Pointing and labeling entries:
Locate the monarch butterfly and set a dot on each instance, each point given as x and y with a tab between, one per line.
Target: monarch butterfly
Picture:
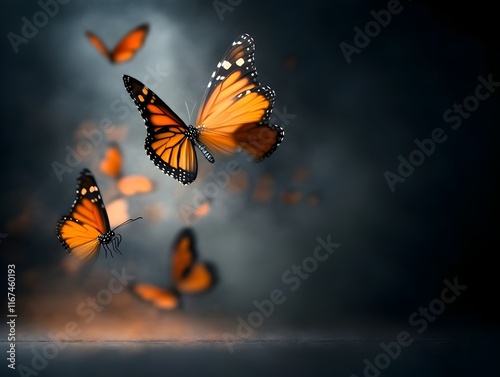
126	48
188	275
234	113
86	228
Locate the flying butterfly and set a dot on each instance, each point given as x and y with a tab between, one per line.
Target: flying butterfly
234	114
86	228
188	275
126	48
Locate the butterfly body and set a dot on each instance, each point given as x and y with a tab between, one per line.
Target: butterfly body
234	115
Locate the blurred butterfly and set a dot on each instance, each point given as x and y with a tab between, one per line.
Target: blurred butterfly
126	48
86	228
234	114
112	165
188	275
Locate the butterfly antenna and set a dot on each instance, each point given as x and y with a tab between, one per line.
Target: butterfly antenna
127	222
190	113
116	243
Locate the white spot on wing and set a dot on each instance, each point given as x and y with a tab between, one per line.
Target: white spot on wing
226	65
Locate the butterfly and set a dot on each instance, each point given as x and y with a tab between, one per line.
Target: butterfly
126	48
188	275
234	114
86	228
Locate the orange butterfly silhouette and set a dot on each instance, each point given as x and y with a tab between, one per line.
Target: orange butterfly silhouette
234	114
126	48
86	228
188	275
112	165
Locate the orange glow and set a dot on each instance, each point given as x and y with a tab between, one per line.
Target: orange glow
135	184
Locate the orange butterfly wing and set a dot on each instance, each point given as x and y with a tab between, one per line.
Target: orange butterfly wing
169	143
160	298
80	231
235	109
189	276
126	48
130	44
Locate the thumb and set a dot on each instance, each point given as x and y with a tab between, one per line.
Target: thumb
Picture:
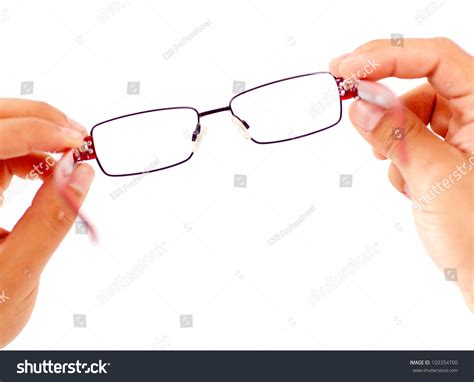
420	155
45	223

Stated goal: Extract every line of the material above word for word, leaving out the pictures.

Written solution:
Locate the monarch butterfly and set a dot on each instance, each point given as x and y with a tab between, one per line.
Target: monarch butterfly
Picture:
126	48
188	275
234	113
86	228
Locate the flying butterfly and set a dot on each instance, each point given as x and y with a tab between, one per line.
Target: flying butterfly
234	114
86	228
188	275
126	48
Locate the butterfly body and set a dot on each instance, each point given as x and y with a tab between, one per line.
Target: butterfly body
234	115
Locate the blurred butterfly and set a dot on each instance, each point given as x and y with a tab between, one per line.
Target: blurred butterfly
126	48
86	228
234	114
112	165
188	275
Locate the butterfly antenna and set a dot on each instance, each point given as x and y with a tab between, one per line.
Target: butterfly antenna
127	222
190	113
116	243
Locate the white spot on wing and set a dot on each instance, each point given as x and y with a tab between, one per line.
Target: white spot on wing
226	65
Locate the butterfly and set a dot on each instance, each point given as x and y with a tab between, one per line.
Target: butterfly
126	48
188	275
234	114
86	228
Locate the orange butterfly silhouette and set a dot on each instance, each point given as x and y with a tab between, one per line.
Target: orange butterfly silhouette
234	114
126	48
86	228
188	275
112	165
Locate the orange glow and set a dot on each instance, each point given as x and y with a tab between, one per line.
Target: orange glow
135	184
Locate the orange butterfly wing and set a dot on each instance, each point given as x and y with a tab between, one per line.
Target: orange butterfly wing
169	143
160	298
80	231
235	109
189	276
126	48
130	44
Locate the thumb and set a dot on each instance, each point given as x and y with a tab between, one per line.
Target: thumb
Picture:
420	155
45	223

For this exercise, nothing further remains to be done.